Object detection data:
____

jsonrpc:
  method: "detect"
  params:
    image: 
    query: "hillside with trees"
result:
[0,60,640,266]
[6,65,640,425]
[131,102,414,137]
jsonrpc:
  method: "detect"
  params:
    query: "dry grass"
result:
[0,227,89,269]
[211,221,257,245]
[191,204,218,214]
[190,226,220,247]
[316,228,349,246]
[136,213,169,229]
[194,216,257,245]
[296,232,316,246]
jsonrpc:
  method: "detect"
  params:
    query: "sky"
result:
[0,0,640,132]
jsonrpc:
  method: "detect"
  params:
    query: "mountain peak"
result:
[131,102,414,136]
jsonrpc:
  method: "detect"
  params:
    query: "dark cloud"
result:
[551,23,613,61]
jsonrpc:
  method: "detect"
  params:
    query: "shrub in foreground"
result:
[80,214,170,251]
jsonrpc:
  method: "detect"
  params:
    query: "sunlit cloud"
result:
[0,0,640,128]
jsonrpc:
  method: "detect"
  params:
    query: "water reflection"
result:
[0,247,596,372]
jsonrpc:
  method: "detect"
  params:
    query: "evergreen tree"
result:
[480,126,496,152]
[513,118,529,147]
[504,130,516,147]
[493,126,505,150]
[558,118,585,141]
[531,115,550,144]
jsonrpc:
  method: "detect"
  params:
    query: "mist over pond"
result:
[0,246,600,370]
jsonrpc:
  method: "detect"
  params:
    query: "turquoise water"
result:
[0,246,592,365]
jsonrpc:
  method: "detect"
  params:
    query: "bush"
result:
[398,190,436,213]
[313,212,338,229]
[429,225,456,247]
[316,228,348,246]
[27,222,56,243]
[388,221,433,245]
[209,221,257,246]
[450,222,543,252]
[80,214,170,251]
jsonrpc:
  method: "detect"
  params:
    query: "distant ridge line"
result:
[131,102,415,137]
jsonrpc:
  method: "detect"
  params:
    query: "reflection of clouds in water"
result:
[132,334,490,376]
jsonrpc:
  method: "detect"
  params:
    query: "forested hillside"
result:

____

What to do: Starting at the beginning of the material and ending at the line containing "[0,247,596,372]", with both ends included, rescale the material by reproducing every line, requests included. Multiply each bounding-box coordinate in the answers by 1.7, and round the result to the nearest whole number, with halves rounded up.

The response:
jsonrpc:
  method: "detect"
  params:
    image: 
    query: "hillside with trees"
result:
[0,102,1088,452]
[10,111,1088,723]
[223,173,704,233]
jsonrpc:
  method: "detect"
  params:
    query: "dry grass"
result:
[0,386,151,457]
[359,376,437,417]
[325,347,371,364]
[323,384,374,420]
[537,388,593,418]
[231,362,287,389]
[330,367,437,417]
[503,394,537,418]
jsonrpc:
  method: "detect"
  params:
    query: "sky"
result:
[0,0,1088,224]
jsonrpc:
  method: "detect"
  params:
    query: "mountain peak"
result:
[223,173,704,231]
jsonrpc:
  method: "detect"
  params:
    query: "dark cloud"
result:
[937,39,1042,104]
jsonrpc:
  method: "detect"
  params:
    query: "shrub in foreground"
result:
[136,364,289,427]
jsonrpc:
  method: "detect"
  params:
    query: "sunlit cloud"
result:
[0,0,1088,218]
jsonrpc:
  method: "detect"
  params:
    query: "water reflection"
result:
[0,420,1013,632]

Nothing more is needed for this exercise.